Page:

***

While tariffs did help push US companies out of China and into other parts of Asia, they have not been responsible for producing more US jobs, analysts say.

US trade war has cost China ‘almost 2 million industrial jobs’, CICC says

“There is no sign that US manufacturers are going to come back because of the trade policy. As a matter of fact, manufacturers are struggling because of the policy,” said Johan Gott, who wrote the A.T. Kearny research report. “It makes more sense to make goods in economies where the labour is cheaper and abundant.”

It is true that since Trump took office in January 2017, the number of US manufacturing jobs has risen. Last month, the figure stood at 12.8 million, up 400,000 from when his administration began.

In August 2016, as the Republican nominee on the campaign trail, Trump said in Michigan: “Right here, in this community, you’ve lost one in seven manufacturing jobs since Bill Clinton put China into the World Trade Organisation – another Hillary Clinton-backed deal.”

***

Written instruction: Copy out the entire passage on tariffs and US manufacturing jobs word for word.

[Dataset items]

***

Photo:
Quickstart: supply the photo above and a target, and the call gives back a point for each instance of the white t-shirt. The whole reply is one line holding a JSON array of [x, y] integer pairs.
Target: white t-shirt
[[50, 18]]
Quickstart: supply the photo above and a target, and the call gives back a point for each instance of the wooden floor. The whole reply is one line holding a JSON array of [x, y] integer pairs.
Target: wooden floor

***

Response:
While tariffs did help push US companies out of China and into other parts of Asia, they have not been responsible for producing more US jobs, analysts say.

US trade war has cost China ‘almost 2 million industrial jobs’, CICC says

“There is no sign that US manufacturers are going to come back because of the trade policy. As a matter of fact, manufacturers are struggling because of the policy,” said Johan Gott, who wrote the A.T. Kearny research report. “It makes more sense to make goods in economies where the labour is cheaper and abundant.”

It is true that since Trump took office in January 2017, the number of US manufacturing jobs has risen. Last month, the figure stood at 12.8 million, up 400,000 from when his administration began.

In August 2016, as the Republican nominee on the campaign trail, Trump said in Michigan: “Right here, in this community, you’ve lost one in seven manufacturing jobs since Bill Clinton put China into the World Trade Organisation – another Hillary Clinton-backed deal.”